If McDonalds can't afford to pay a living wage at the local cost of living, nobody will immigrate to work for them.
You can fit 3 generations in a single family home in an American suburb of a mid-sized city, and half the world's population would either (a) consider that a QoL improvement or at least (b) put up with it for a while to remit back home.
For all the doom and gloom in the USA, it's still an incredibly rich country.
To be clear: I'm not making a moral statement here. This is a statement of fact, not a statement of ethical preference.
Can three people working at McDonalds own a single family home in an American suburb?
Someone working low-paid hourly wage work can probably make $20K. A few siblings + their parents = 5 people = $100K. Stagger availability schedules so there's always someone home with the kids, and share vehicles.
Suburb of top-tier cities? No. Cheapest suburb of a midwestern city? Absolutely.
Again, not saying it's reasonable. Just that it's possible.
So you argument essentially is that economic conditions dictate that within a few decade, there will be no restaurants in major cities.
Houses in towns big enough for a McDonald's are $100,000.
Not suburbs, just towns, but there will be services and a hospital and so on.
Three families can....
McDonalds et al. probably should've been investing a lot more in automating their kitchens. The fact that a huge percent of locations -- and all drive-thrus -- still use humans for the ordering process is, similarly, inexcusable.
Unless the US massively increases its low-skilled immigration quotes, robotics firms will be the FAANG equivalents of the 2020s-2030s.

▸ DATA EXCERPTS
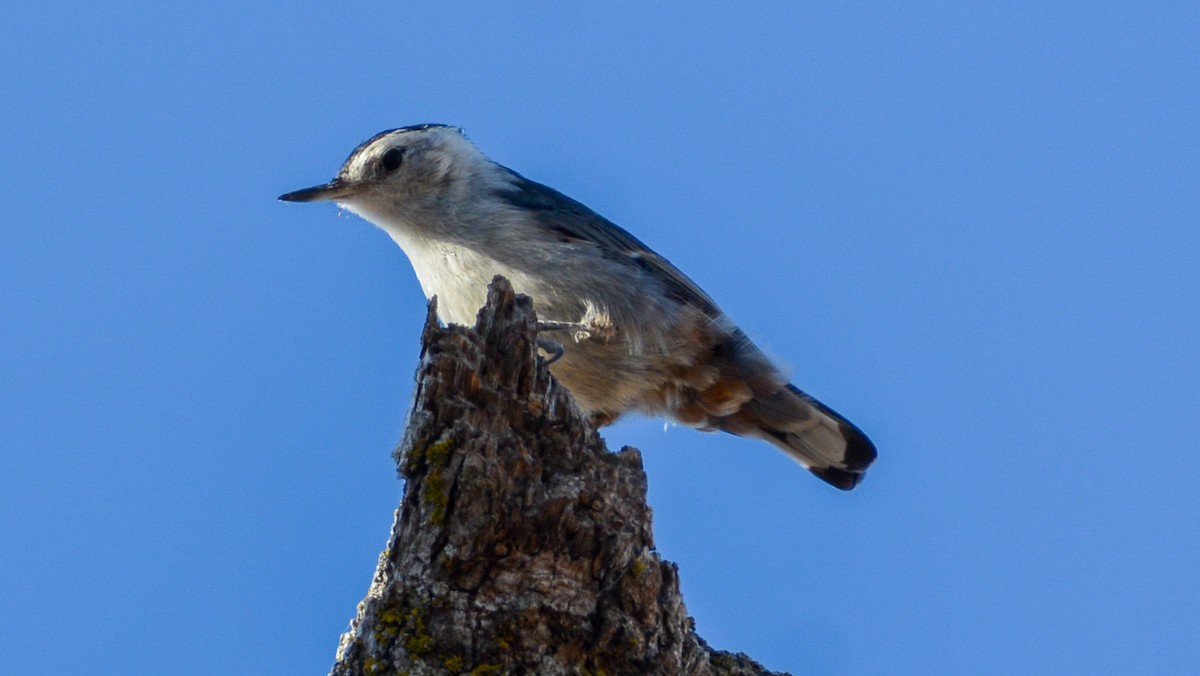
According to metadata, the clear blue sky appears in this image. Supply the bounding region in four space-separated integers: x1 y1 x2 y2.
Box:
0 1 1200 675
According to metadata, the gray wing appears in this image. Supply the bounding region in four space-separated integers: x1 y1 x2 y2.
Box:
497 167 722 319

▸ WHAT THIS TASK INVOLVES
In the discussion of fast-food wages and housing, what price is given for houses in towns big enough for a McDonald's?

▸ RESPONSE TO THIS TASK
$100,000